任务说明 :: 将记录中从含有“Give the innermost point of each instance of the leather”的那一行起直到记录末尾的这一段逐行重写，首尾两行都包括在内，一行不落。重写时把答案中的每个坐标数值都加上 -10。

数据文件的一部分
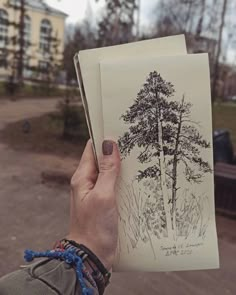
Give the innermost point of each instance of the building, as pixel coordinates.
(43, 40)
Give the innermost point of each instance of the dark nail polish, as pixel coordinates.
(107, 147)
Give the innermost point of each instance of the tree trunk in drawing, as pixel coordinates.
(162, 130)
(175, 166)
(163, 176)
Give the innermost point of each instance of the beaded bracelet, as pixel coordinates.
(99, 273)
(69, 256)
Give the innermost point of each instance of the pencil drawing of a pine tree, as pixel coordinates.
(162, 130)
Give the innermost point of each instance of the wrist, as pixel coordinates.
(106, 256)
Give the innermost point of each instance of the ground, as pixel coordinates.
(34, 214)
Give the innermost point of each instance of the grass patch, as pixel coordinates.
(45, 135)
(224, 117)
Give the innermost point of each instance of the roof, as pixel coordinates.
(42, 6)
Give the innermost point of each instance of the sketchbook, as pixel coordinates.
(88, 73)
(158, 108)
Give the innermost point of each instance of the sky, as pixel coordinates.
(76, 9)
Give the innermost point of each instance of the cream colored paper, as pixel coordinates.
(143, 242)
(89, 65)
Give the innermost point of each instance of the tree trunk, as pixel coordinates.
(174, 171)
(216, 67)
(20, 66)
(201, 19)
(163, 177)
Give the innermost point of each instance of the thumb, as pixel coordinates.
(109, 167)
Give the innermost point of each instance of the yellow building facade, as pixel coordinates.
(44, 29)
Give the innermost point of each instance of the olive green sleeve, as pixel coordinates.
(46, 277)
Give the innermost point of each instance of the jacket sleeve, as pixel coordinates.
(46, 277)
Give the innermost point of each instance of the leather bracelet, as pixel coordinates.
(106, 274)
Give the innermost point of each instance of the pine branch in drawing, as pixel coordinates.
(162, 130)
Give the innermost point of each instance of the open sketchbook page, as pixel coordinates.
(159, 111)
(89, 65)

完成答案 ::
Give the innermost point of each instance of the leather bracelet, as pixel coordinates.
(96, 264)
Give the innermost point of each instance of the pine branch in drawing, as pixel coordinates.
(152, 120)
Give the innermost point of each instance of the open sketchbook page, as pixel coordinates.
(149, 101)
(79, 55)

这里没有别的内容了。